**TASKS TO PERFORM**
1. From the post on teaching geeky things to normal people, reproduce word for word the part that opens with the words containing "It’s easy to" and closes with "on your hands.".
2. Translate this sentence from the post on teaching geeky things into Spanish: "Remember, they’re probably intelligent in ways that you’re not."

**PASSAGE PROVIDED**
How to Teach “Geeky Things” to “Normal People”

November 12, 2010

1. Stay Calm. Be Understanding.

Yes, your kindergarten teacher may have been right all along, when she taught you about sharing and not throwing your juice box at someone. Even when they put a giant block on top of the tower, and now it looks like it picked a fight with some large explosives and lost. Just like not all toddlers are budding physicists, not all adults chose to sequester themselves away from the rest of the world and stare at rectangles with shifting colors for days on end.

They may not know copy paste, and that’s ok. This is their opportunity to learn, and your kindness will encourage them to continue exploring. Remember, they’re probably intelligent in ways that you’re not. If you walked into an operating room and someone handed you a scalpel, you’d probably look like a blithering idiot, too. To go back to kindergarten for just one minute more, holding your buddy’s hand and rebuilding the tower together is much easier than trying to scrape globs of peanut butter out of your hair before the teacher comes over.

2. Find out how much are they interested in learning.

Do they want to learn the art of whispering tiny messages to devices around the globe to keep them beeping in angelic unison? Or do they just want to be able to send email so they can go back to doing what they’re best at?

Through one door lies the steps to mastery, an explanation of foundations, principles, and those who have gone before. Through the other door, “Type the email address. It will look like johnny@somethingerother.com. Yes, .org is ok, too. Did you type a message? Good, click on the send button.” There may be other doors, just make sure you’re going down the same road. Otherwise, you’ll end up in rush-hour traffic, they’ll be going through barren swampland, and you’ll both be wondering why your directions aren’t helping.

The good news, either way you will have someone delighted and overjoyed that you made everything work.

3. Don’t rearrange their mental furniture.

It’s easy to get tied up in wanting to fix all sorts of inefficient processes they may perform that have built up over the years. Mostly, these processes are not harmful, just annoying to your super-brain that could do this all in 9 nanoseconds. Stepping in to help can sometimes look like a guest coming into your home and promptly rearranging the living room. You’re liable to end up with an angry tiger on your hands.

Sometimes, they may want to learn. Knowing when to intervene relates closely to the prior step, knowing how much they want to learn. You’re a smart cookie, use your common sense, but just be aware that the tiger awaits you if you don’t listen closely to their goals and intentions. When in doubt ask, “There is a faster way to do this, are you interested in learning it or no?”

If they say “no,” bite your tongue, break a calculator, do what you have to. They’re happy. Leave it.

4. Use familiar analogies.

**PROVIDED DATA**
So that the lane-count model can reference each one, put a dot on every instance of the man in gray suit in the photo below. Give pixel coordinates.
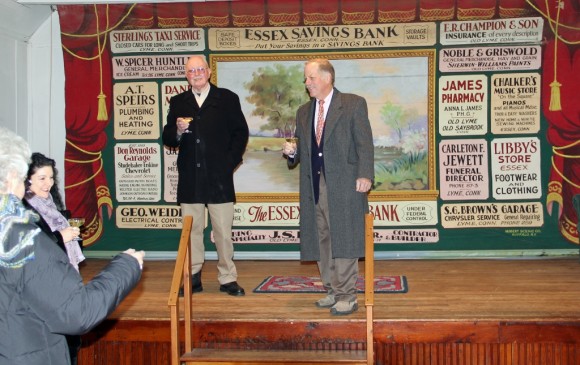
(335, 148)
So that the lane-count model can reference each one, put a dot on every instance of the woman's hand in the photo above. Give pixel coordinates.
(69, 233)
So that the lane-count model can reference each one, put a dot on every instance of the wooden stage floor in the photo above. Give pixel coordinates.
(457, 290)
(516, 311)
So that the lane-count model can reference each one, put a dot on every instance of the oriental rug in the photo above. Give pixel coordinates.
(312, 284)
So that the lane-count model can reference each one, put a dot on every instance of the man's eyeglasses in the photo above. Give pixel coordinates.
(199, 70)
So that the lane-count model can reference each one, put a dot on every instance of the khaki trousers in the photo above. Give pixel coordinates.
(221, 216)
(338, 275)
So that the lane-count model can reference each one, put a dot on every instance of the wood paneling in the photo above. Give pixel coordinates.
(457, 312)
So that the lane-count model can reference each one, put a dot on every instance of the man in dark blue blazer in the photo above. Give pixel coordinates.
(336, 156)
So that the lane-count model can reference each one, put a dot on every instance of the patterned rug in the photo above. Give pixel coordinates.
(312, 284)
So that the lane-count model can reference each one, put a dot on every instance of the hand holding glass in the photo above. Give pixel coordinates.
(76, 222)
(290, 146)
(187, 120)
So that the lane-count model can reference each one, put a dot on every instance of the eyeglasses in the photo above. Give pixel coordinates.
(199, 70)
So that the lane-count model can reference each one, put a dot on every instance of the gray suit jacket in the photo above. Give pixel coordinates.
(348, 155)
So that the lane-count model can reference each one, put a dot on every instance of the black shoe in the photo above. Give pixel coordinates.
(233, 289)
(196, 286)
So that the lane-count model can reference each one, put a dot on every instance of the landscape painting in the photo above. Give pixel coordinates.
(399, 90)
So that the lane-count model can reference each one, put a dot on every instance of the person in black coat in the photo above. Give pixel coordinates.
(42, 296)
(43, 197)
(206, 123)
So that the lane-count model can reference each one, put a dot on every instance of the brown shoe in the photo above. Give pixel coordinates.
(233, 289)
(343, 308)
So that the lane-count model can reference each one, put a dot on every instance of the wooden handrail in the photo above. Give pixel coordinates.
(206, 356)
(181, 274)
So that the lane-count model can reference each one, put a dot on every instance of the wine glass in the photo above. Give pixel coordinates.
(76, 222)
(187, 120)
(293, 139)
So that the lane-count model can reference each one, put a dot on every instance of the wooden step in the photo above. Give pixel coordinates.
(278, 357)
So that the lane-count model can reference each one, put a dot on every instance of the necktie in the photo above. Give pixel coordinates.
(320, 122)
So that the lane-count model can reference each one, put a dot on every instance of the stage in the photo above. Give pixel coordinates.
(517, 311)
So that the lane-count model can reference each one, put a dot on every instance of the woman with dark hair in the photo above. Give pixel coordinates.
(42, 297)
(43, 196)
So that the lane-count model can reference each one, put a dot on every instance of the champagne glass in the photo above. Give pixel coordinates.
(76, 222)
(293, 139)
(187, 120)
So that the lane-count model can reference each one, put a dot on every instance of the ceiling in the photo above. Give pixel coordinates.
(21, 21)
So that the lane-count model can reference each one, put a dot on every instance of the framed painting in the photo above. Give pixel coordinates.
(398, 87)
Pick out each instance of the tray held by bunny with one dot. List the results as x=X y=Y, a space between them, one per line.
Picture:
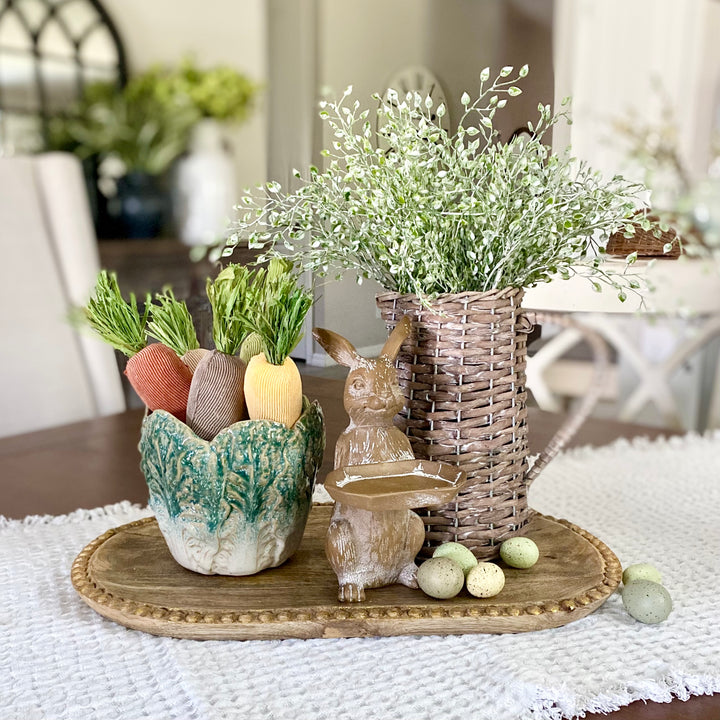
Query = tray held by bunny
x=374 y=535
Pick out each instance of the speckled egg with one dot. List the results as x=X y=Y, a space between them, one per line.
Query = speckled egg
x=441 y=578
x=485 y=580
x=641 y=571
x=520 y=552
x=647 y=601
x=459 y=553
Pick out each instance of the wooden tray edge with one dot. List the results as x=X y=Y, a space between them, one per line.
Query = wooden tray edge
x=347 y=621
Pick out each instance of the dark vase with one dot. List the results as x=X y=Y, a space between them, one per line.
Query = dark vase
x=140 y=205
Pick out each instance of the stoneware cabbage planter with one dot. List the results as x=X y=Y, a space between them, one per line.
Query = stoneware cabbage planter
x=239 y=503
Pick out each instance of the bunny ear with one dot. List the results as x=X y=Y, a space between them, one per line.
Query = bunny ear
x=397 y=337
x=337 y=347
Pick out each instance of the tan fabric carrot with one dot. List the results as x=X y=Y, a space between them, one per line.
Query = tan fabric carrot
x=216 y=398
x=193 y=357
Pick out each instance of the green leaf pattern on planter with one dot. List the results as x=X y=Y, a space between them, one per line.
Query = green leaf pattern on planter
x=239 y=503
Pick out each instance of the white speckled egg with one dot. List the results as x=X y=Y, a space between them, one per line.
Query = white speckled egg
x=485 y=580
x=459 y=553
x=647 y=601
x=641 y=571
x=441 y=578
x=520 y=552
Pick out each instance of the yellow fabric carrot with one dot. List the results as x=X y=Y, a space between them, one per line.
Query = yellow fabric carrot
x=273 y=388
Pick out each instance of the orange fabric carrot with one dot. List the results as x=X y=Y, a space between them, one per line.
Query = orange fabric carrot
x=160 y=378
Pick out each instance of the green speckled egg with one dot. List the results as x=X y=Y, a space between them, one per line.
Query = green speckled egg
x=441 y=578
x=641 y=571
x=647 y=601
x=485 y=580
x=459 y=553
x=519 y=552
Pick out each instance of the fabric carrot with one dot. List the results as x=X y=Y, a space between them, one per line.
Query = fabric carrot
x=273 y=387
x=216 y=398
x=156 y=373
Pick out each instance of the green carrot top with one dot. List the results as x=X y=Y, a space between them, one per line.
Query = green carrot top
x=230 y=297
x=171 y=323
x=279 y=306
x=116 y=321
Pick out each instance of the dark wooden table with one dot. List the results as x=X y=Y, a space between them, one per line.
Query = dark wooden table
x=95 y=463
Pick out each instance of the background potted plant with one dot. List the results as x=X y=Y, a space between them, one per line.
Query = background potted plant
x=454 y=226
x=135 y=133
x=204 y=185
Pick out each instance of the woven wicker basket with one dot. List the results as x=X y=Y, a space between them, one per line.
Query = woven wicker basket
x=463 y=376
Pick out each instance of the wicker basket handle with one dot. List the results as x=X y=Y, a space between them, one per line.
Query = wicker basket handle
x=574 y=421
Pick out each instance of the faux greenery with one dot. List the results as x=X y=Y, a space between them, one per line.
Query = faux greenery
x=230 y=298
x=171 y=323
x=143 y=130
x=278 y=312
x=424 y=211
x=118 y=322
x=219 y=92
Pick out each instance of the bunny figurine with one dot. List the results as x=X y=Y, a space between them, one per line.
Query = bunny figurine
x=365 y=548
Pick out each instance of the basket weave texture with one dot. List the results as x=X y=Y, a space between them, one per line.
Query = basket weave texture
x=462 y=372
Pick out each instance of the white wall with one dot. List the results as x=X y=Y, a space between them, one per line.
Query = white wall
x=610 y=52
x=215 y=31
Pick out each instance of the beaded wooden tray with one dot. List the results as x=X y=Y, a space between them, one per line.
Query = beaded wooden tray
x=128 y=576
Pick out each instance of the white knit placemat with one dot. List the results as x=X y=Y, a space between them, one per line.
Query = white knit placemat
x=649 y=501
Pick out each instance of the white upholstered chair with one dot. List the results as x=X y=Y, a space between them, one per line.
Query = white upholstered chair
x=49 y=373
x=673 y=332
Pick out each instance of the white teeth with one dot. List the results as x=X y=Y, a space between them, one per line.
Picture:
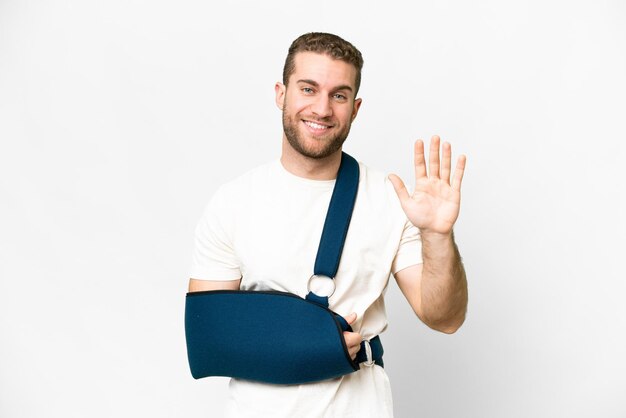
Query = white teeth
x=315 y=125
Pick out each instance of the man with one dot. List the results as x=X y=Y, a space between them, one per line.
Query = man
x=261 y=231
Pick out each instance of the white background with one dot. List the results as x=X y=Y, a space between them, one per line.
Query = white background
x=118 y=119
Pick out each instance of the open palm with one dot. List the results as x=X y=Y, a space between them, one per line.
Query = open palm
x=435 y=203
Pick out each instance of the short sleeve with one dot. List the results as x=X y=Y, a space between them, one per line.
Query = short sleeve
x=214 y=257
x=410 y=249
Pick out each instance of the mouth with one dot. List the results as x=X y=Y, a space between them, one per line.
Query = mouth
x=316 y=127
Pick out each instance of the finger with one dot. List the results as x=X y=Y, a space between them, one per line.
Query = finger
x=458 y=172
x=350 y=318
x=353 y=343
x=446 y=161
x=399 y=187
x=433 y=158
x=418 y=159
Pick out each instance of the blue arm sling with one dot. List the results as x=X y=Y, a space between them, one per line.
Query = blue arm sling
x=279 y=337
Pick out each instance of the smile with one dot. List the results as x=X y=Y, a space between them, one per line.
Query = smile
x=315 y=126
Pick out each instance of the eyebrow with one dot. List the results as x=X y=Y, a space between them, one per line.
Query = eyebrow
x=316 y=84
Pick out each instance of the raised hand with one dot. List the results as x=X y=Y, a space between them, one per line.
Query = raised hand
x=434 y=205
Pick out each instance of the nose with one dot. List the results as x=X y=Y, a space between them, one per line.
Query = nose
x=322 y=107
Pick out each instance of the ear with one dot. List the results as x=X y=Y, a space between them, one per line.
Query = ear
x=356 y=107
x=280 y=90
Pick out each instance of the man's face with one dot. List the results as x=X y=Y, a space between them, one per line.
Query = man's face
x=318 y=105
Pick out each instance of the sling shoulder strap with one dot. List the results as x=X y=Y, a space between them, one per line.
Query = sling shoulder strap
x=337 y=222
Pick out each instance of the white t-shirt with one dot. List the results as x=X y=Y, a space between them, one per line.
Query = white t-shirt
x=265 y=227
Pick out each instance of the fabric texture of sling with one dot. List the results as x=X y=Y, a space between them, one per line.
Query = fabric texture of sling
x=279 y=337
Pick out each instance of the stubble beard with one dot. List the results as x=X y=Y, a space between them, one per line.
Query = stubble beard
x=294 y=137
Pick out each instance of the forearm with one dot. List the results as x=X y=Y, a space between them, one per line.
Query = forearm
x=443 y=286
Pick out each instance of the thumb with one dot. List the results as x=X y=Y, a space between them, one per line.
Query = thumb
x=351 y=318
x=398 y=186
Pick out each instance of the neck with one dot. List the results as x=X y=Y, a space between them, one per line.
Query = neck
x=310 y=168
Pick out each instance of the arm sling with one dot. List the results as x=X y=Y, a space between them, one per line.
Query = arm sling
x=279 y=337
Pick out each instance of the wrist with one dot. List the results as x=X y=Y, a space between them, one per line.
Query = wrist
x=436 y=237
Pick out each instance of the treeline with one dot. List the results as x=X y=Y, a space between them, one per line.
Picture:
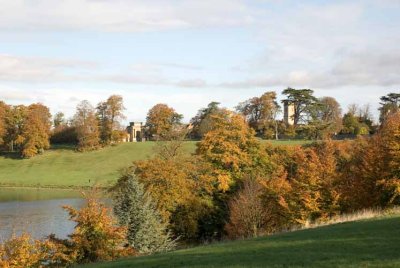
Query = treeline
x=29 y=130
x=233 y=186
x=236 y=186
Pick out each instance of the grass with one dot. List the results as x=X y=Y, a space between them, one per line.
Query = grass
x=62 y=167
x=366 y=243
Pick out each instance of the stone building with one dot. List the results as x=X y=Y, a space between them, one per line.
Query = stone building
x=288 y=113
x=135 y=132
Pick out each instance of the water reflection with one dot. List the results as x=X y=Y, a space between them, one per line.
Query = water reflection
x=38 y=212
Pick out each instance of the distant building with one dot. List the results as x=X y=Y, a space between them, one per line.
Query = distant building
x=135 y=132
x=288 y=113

**OUTPUTS BY TASK**
1.
It’s easy to get tied up in wanting to fix all sorts of inefficient processes they may perform that have built up over the years. Mostly, these processes are not harmful, just annoying to your super-brain that could do this all in 9 nanoseconds. Stepping in to help can sometimes look like a guest coming into your home and promptly rearranging the living room. You’re liable to end up with an angry tiger on your hands.

2. Recuerda, probablemente son inteligentes de maneras en que tú no lo eres.